**What needs to be done**
Please edit the lines below, replacing "dirt ground" with "sandy ground" and leaving everything else unchanged.

[BEGIN Information supplied]

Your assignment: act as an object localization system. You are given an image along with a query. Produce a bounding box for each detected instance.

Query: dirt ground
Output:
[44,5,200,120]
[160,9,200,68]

[END Information supplied]

**Correct answer**
Your assignment: act as an object localization system. You are given an image along with a query. Produce a bounding box for each detected instance.

Query: sandy ground
Output:
[44,5,200,120]
[160,9,200,68]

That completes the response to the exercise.